(Data records)
>>>>

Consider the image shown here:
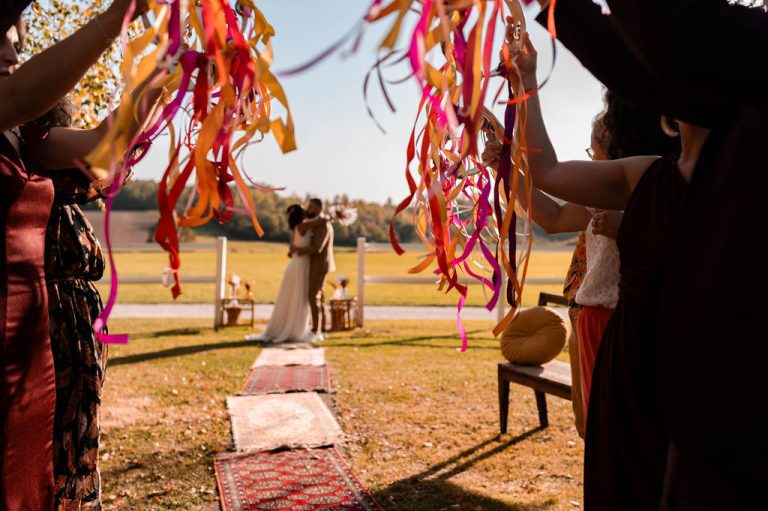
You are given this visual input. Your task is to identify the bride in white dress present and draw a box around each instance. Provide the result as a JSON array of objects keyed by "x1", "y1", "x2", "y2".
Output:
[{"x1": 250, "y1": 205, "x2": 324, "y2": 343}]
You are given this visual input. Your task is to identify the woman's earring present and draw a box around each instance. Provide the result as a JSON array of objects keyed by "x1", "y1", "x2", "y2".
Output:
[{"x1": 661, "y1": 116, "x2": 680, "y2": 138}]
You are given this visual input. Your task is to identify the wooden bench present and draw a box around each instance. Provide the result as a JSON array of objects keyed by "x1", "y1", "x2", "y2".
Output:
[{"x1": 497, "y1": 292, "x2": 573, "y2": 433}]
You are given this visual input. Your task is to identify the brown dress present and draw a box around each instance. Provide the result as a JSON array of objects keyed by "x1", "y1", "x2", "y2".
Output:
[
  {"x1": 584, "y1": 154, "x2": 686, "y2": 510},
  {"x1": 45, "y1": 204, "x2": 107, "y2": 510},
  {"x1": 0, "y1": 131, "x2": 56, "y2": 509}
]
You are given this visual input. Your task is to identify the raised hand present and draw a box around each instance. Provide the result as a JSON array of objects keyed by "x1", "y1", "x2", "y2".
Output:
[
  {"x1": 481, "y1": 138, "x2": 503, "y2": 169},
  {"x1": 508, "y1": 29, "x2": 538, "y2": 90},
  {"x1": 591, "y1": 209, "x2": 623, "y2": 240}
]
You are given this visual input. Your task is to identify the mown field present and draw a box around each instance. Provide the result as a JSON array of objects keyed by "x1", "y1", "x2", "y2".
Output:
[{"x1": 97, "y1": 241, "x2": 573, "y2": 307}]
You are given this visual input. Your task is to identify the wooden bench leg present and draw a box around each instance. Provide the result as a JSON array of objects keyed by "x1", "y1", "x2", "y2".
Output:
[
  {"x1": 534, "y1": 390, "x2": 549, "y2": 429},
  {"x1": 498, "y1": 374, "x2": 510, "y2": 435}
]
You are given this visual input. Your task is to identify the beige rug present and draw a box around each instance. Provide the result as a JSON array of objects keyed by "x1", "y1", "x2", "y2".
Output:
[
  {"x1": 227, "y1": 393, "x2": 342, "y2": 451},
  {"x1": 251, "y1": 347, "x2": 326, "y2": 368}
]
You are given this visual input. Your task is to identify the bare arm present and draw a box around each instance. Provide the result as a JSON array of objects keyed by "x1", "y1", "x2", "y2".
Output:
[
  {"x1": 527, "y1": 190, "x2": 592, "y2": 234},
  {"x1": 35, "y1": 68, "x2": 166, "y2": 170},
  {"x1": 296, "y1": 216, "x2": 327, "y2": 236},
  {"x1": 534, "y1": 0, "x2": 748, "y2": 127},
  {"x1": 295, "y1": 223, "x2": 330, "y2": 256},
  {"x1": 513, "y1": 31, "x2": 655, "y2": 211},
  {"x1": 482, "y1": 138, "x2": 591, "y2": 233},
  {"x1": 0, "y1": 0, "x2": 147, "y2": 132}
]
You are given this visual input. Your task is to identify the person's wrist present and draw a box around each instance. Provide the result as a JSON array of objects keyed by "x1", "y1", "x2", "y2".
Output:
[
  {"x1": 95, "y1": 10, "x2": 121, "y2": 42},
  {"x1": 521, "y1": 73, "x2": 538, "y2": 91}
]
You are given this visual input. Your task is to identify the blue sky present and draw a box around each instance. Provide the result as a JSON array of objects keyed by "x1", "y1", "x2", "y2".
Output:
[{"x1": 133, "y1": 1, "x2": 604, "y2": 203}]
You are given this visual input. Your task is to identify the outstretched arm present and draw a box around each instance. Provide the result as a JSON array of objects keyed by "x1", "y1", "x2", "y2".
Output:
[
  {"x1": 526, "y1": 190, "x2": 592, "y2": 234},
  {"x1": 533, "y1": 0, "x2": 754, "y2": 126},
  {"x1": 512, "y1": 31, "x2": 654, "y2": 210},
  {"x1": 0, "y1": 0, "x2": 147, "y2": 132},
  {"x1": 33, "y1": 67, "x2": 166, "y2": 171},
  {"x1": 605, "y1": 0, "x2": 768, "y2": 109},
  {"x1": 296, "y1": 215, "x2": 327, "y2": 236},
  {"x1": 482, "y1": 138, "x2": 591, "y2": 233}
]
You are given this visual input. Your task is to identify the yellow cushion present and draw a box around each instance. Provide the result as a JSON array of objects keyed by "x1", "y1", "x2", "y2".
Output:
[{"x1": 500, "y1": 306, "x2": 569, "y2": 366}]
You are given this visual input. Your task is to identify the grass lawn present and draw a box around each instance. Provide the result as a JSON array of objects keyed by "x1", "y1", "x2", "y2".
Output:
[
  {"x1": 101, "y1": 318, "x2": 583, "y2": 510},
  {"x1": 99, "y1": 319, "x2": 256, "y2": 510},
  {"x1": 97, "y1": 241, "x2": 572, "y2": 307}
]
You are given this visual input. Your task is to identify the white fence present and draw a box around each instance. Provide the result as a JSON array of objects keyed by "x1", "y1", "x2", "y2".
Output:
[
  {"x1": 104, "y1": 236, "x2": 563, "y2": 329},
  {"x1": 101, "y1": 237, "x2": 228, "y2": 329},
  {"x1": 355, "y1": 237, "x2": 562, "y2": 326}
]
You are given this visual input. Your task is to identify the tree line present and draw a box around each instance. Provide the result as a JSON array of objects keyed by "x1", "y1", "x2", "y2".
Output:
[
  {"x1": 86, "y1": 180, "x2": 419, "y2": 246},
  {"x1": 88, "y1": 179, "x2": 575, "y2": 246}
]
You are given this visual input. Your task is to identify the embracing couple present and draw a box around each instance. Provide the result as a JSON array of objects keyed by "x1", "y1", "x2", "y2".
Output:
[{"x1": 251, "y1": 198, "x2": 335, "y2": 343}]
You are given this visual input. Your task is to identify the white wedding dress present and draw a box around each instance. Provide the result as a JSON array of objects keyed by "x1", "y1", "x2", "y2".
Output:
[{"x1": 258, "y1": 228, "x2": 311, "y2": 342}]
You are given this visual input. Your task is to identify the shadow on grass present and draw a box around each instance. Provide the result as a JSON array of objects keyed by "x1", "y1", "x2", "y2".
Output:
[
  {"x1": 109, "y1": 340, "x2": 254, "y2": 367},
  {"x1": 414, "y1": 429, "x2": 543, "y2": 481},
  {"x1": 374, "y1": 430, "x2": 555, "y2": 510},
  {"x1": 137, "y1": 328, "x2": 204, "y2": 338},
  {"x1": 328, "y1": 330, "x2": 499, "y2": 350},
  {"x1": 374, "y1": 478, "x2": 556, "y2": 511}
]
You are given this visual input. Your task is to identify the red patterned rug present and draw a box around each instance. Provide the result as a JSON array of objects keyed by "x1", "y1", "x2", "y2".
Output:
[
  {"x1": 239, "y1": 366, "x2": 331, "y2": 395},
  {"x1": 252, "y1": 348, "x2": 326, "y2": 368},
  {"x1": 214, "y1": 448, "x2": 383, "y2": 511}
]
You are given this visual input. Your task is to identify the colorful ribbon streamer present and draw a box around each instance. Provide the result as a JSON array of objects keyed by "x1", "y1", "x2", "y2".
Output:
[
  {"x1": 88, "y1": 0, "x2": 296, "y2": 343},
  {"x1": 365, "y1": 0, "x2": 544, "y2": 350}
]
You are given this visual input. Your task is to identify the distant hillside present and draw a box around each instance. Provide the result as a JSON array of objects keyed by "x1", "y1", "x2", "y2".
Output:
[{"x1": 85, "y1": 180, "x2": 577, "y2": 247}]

<<<<

— ABOUT THIS EXERCISE —
Look through the data above for the string "dress" and copy every line where it appears.

— REPLY —
You are given this visual input. Your task is to identify the bride in white dress present and draw a box around each instance. Provide the result as a JSON array of objects keyed by "x1", "y1", "x2", "y2".
You are given this visual input. Your task is to identify the brown dress present and draw a box around each instance. Provide the result as a JSON array of objects keyed by "x1", "y1", "x2", "y2".
You are given this visual input. Your task is to identify the white wedding dress present and draw a box around each instance. Provide the result as a JSON array of objects keyed by "x1", "y1", "x2", "y2".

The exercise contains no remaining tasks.